▸ **WORK TO DO**:
Return every one of the entries below verbatim, line for line, with nothing altered.
— Begin —
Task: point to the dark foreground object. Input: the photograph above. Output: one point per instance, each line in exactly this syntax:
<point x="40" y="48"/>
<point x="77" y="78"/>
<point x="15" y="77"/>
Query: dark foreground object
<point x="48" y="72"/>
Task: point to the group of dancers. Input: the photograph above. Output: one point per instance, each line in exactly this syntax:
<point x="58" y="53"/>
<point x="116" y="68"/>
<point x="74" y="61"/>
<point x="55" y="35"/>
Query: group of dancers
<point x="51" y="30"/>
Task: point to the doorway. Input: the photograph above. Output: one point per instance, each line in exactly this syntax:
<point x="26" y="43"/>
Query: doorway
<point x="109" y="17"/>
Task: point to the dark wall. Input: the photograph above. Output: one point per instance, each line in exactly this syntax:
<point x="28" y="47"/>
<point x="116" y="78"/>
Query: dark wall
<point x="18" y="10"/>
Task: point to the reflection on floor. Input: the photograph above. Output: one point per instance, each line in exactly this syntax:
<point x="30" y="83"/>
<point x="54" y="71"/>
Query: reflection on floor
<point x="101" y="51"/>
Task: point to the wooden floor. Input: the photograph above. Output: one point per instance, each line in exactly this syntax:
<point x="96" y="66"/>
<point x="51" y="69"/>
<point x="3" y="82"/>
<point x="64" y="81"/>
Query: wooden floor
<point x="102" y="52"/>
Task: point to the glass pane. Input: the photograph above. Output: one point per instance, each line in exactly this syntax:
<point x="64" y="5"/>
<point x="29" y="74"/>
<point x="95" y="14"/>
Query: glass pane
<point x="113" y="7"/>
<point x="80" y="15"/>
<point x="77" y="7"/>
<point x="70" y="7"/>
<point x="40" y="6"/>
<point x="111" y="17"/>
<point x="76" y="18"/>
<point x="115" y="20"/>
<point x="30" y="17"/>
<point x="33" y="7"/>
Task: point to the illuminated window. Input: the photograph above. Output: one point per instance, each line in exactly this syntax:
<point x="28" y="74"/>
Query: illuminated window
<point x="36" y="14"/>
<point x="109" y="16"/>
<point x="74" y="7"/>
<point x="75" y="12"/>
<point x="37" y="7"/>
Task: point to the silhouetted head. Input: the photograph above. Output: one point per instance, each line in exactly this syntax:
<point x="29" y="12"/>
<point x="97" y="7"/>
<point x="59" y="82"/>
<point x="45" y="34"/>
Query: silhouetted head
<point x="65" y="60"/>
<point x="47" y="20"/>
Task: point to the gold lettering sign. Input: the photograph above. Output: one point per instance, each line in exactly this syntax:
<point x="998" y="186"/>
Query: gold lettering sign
— End —
▸ **RESPONSE FOR THIS EXERCISE**:
Task: point to the dark foreground object. Input: the photograph above. Output: one point per instance, each line in exactly this syntax:
<point x="40" y="48"/>
<point x="77" y="78"/>
<point x="15" y="77"/>
Query: dark foreground object
<point x="48" y="72"/>
Task: point to the group of dancers. Input: the photograph above. Output: one point per instance, each line in exactly this syntax:
<point x="58" y="53"/>
<point x="116" y="68"/>
<point x="74" y="61"/>
<point x="55" y="35"/>
Query: group of dancers
<point x="51" y="30"/>
Task: point to the doorway. Input: the photograph above. Output: one point per instance, each line in exactly this syntax:
<point x="26" y="43"/>
Query: doorway
<point x="109" y="17"/>
Task: point to the dark wall. Input: the photograph above. Output: one point per instance, each line in exactly this syntax:
<point x="28" y="47"/>
<point x="116" y="78"/>
Query: dark wall
<point x="18" y="10"/>
Task: point to the reflection on floor. Input: the photograph above. Output: one point per instance, each line in exactly this syntax:
<point x="30" y="83"/>
<point x="54" y="71"/>
Query: reflection on floor
<point x="101" y="51"/>
Task: point to the wooden floor. Input: the photograph above. Output: one point per instance, each line in exactly this syntax:
<point x="96" y="66"/>
<point x="51" y="69"/>
<point x="3" y="82"/>
<point x="64" y="81"/>
Query: wooden floor
<point x="102" y="52"/>
Task: point to the glass pane. Input: the photograph above. Output: one point per instance, each line in exactly this syntax:
<point x="64" y="5"/>
<point x="29" y="74"/>
<point x="95" y="14"/>
Query: glass pane
<point x="113" y="7"/>
<point x="80" y="15"/>
<point x="77" y="7"/>
<point x="70" y="7"/>
<point x="40" y="6"/>
<point x="111" y="17"/>
<point x="76" y="18"/>
<point x="115" y="20"/>
<point x="30" y="17"/>
<point x="33" y="7"/>
Task: point to the illuminated window. Input: the photograph above. Output: one point per instance, each line in exactly this syntax:
<point x="28" y="74"/>
Query: illuminated window
<point x="36" y="14"/>
<point x="109" y="16"/>
<point x="74" y="7"/>
<point x="75" y="12"/>
<point x="37" y="7"/>
Task: point to the silhouetted head. Input: the photograph above. Output: one point per instance, each line in exactly this syntax:
<point x="29" y="12"/>
<point x="97" y="7"/>
<point x="59" y="82"/>
<point x="45" y="34"/>
Query: silhouetted head
<point x="65" y="60"/>
<point x="47" y="20"/>
Task: point to the gold lettering sign. Input: the photograph above. Output: one point per instance, each line in exactly this syntax:
<point x="998" y="186"/>
Query: gold lettering sign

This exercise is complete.